Reproduce the rows from the one that contains "Pick out each instance of the white fabric" through the last row, both ends included and requests kept as they are. Multiply each point coordinate in the answers by 0.4 and round it to a whole number, rounding halves up.

___ Given data ___

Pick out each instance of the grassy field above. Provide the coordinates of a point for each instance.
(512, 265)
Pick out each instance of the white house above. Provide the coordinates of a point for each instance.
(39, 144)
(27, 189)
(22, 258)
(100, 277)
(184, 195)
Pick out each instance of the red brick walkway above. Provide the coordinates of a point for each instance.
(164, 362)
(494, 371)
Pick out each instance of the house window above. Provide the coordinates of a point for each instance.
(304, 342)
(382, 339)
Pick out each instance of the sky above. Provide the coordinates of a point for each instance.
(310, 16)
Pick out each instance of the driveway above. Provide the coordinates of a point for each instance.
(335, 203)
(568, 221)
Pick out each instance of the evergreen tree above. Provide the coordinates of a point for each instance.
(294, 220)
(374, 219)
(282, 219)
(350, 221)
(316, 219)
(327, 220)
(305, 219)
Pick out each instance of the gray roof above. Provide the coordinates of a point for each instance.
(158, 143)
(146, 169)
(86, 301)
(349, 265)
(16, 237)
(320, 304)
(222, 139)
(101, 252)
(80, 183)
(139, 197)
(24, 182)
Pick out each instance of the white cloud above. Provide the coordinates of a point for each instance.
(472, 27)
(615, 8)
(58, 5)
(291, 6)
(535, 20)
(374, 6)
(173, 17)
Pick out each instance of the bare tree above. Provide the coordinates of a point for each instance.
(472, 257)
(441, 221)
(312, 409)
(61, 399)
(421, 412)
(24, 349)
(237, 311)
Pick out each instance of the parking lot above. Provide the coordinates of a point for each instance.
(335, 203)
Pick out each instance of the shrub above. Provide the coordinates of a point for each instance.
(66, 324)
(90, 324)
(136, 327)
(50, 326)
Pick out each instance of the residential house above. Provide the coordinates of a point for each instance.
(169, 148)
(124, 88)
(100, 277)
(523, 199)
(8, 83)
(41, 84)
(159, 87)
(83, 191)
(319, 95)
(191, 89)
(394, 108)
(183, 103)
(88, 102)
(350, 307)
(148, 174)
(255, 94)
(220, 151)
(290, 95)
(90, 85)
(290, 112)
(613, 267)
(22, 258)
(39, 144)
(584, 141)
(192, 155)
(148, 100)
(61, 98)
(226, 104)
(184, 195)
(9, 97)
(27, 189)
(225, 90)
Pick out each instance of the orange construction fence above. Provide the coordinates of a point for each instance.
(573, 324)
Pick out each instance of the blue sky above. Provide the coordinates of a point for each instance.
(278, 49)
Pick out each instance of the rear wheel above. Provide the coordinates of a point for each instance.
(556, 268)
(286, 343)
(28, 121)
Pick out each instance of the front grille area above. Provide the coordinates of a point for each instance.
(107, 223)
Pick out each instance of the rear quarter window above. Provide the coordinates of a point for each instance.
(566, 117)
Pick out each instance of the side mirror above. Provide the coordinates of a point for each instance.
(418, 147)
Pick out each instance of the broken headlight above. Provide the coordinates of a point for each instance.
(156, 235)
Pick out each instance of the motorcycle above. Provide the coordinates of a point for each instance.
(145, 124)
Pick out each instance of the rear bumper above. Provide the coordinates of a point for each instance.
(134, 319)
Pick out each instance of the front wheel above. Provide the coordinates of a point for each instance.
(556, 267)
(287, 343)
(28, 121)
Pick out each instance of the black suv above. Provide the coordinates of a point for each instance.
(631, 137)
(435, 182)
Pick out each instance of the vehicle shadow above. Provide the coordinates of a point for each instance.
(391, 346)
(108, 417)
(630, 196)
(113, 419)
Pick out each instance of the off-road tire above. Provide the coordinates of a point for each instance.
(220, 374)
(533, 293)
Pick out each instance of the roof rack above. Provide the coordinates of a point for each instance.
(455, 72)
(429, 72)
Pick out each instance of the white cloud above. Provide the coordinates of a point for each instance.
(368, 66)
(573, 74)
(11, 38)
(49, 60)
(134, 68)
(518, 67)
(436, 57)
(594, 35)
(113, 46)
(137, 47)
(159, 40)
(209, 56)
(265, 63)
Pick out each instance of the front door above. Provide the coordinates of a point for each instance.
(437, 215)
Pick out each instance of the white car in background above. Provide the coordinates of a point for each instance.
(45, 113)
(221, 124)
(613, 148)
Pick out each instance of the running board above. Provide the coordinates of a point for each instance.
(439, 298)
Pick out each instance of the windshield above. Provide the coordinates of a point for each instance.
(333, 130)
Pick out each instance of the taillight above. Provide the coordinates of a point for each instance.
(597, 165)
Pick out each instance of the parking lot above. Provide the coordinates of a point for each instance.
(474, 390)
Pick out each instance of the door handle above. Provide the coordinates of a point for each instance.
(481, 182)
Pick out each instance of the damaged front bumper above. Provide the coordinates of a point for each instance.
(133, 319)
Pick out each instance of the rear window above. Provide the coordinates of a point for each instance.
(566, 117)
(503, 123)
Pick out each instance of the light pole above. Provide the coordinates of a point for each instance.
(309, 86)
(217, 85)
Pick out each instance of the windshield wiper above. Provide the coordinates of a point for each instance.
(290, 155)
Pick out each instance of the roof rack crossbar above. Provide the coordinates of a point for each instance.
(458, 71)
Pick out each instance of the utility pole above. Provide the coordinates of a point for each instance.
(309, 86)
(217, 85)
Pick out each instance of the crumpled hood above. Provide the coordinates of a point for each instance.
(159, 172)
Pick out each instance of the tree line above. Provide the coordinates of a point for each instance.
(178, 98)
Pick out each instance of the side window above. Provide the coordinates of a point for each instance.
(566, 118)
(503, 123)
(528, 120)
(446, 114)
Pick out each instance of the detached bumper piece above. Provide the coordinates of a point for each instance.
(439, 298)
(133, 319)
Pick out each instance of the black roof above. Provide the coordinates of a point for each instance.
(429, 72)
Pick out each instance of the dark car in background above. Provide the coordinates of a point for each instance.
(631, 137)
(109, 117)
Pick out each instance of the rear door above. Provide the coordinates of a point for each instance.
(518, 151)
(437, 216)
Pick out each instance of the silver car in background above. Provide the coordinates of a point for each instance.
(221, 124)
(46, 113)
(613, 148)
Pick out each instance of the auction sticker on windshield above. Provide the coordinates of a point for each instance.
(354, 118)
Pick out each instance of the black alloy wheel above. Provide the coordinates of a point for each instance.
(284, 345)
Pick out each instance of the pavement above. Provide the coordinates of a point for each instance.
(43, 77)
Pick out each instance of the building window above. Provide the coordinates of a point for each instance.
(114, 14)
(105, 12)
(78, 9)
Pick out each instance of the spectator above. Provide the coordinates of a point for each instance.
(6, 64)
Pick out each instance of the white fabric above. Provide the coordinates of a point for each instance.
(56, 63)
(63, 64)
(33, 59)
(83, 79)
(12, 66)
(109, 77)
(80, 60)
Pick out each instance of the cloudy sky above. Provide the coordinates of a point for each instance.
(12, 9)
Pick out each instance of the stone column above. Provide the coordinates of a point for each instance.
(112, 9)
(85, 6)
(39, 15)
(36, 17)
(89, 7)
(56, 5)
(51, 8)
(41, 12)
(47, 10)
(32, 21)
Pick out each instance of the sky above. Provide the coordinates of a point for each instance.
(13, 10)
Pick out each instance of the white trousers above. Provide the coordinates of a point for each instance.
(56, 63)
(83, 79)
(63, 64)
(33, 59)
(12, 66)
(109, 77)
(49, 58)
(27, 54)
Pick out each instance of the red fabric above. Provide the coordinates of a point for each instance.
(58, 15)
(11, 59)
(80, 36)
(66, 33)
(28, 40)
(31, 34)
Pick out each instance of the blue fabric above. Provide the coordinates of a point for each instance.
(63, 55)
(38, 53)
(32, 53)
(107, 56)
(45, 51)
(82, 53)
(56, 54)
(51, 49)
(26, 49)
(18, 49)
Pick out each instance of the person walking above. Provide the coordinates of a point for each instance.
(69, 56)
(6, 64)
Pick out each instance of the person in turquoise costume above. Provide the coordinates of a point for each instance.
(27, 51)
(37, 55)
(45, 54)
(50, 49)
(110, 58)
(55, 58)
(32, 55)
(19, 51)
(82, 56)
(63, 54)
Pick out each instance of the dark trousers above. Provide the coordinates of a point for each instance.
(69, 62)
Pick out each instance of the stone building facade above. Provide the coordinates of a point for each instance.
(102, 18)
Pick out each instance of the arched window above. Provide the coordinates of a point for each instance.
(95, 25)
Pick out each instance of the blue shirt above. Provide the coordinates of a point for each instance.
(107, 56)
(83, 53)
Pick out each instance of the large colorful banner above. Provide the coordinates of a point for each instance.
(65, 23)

___

Answer for this exercise:
Pick out each instance of the white fabric above. Provide the coordinates of a point for each instance.
(22, 25)
(25, 26)
(13, 24)
(33, 32)
(5, 26)
(44, 31)
(32, 24)
Pick out each instance of the cloudy sky above. Provide the coordinates of a point for each instance.
(5, 4)
Pick out each instance of the stone column above. Provide the coordinates of a point for each instance.
(45, 4)
(34, 2)
(16, 6)
(14, 7)
(36, 3)
(22, 2)
(20, 3)
(16, 5)
(19, 4)
(13, 8)
Pick out each instance of the sky above. Provide the coordinates of a point for each instance.
(5, 4)
Pick out each instance of the white trousers above. Provide the coordinates of a point for each instance.
(22, 25)
(33, 32)
(25, 26)
(13, 24)
(5, 26)
(44, 31)
(20, 23)
(11, 22)
Pick out each instance of the red fabric above. Provide the coordinates of a point for each instance.
(23, 6)
(4, 24)
(32, 14)
(26, 13)
(11, 16)
(12, 14)
Pick out each instance of the blue fabric above. Provide the coordinates of a point for each instance.
(25, 22)
(15, 21)
(13, 21)
(43, 22)
(18, 20)
(33, 21)
(22, 22)
(20, 20)
(10, 20)
(7, 20)
Pick out each instance of the person walking above. Provide the coordinates of a point for each instance.
(28, 22)
(2, 26)
Pick out each instance of the person in turquoise costume above. Provide the coordinates of a point for each instance.
(11, 20)
(15, 22)
(18, 22)
(20, 20)
(44, 23)
(22, 23)
(13, 22)
(8, 20)
(33, 22)
(25, 22)
Pick out each instance of the dark trousers above. Provide the coordinates of a point for each instance.
(28, 25)
Pick out each instance of the stone building facade above. Provide the coordinates of a point for each instance.
(41, 7)
Pick out each instance of the arched window above. Provide the coordinates of a point for each instance.
(38, 10)
Pick out each instance of the blue shirt above. Provide the coordinates of a point for each instance.
(43, 22)
(33, 21)
Pick out each instance of the large colorful banner above. Provide the coordinates of a point for each instance.
(26, 9)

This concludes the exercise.